List each line below that contains the string "tree", copying it in full. Case matters.
Start of RECORDS FOR THIS EXERCISE
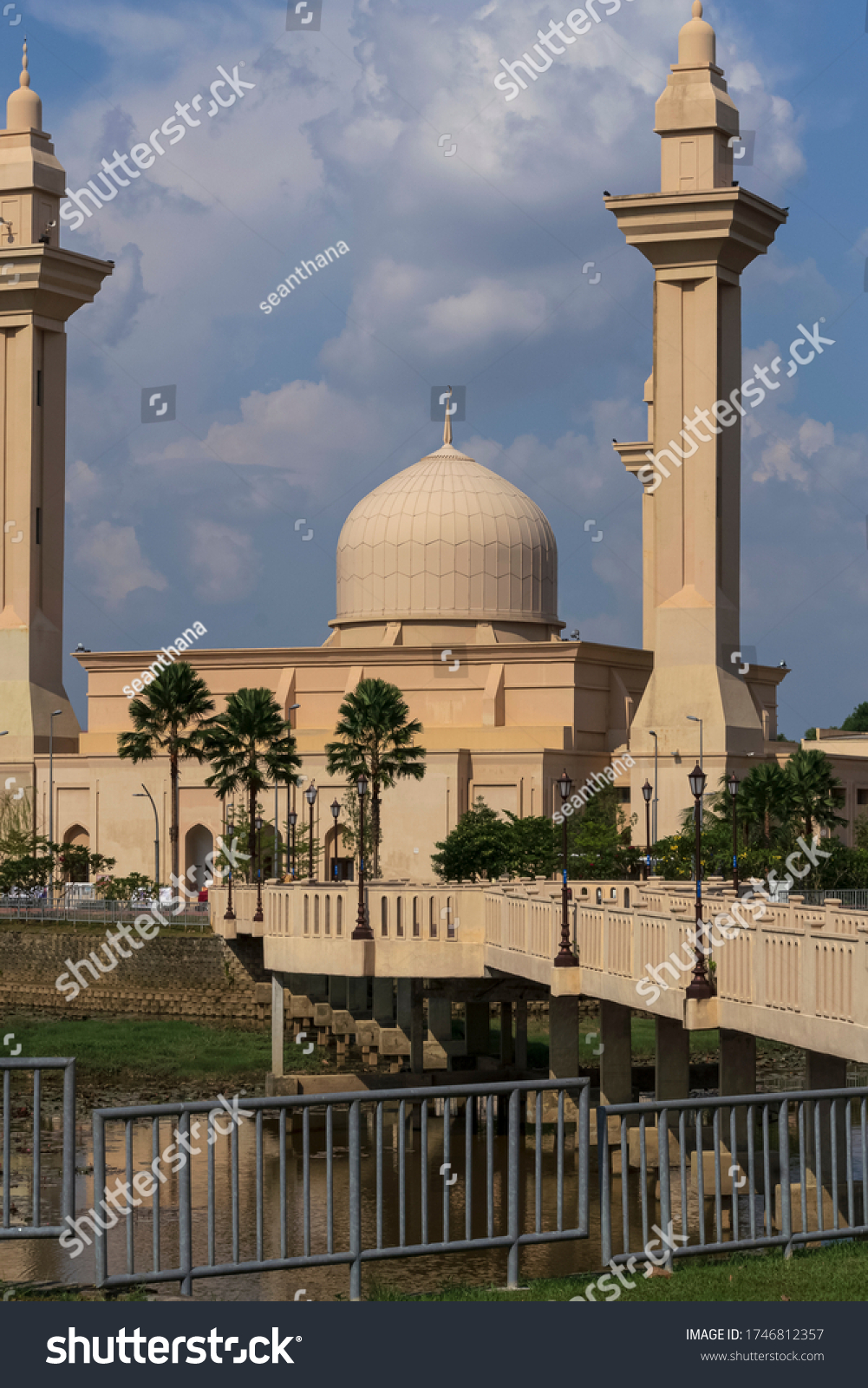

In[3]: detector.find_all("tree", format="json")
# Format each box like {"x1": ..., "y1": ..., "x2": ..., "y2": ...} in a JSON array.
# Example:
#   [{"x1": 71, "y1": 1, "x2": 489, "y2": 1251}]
[
  {"x1": 118, "y1": 661, "x2": 213, "y2": 881},
  {"x1": 736, "y1": 752, "x2": 787, "y2": 848},
  {"x1": 506, "y1": 809, "x2": 563, "y2": 877},
  {"x1": 785, "y1": 748, "x2": 847, "y2": 842},
  {"x1": 840, "y1": 704, "x2": 868, "y2": 733},
  {"x1": 204, "y1": 689, "x2": 301, "y2": 881},
  {"x1": 431, "y1": 796, "x2": 513, "y2": 881},
  {"x1": 567, "y1": 784, "x2": 643, "y2": 881},
  {"x1": 326, "y1": 678, "x2": 426, "y2": 877}
]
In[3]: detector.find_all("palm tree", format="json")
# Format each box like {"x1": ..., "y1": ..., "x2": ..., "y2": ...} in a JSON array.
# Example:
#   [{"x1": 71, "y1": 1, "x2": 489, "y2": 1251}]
End of RECORDS FOR THIS EXERCISE
[TASK RESULT]
In[3]: detector.find_all("tree", format="json")
In[3]: detector.find_all("palm tree", format="json")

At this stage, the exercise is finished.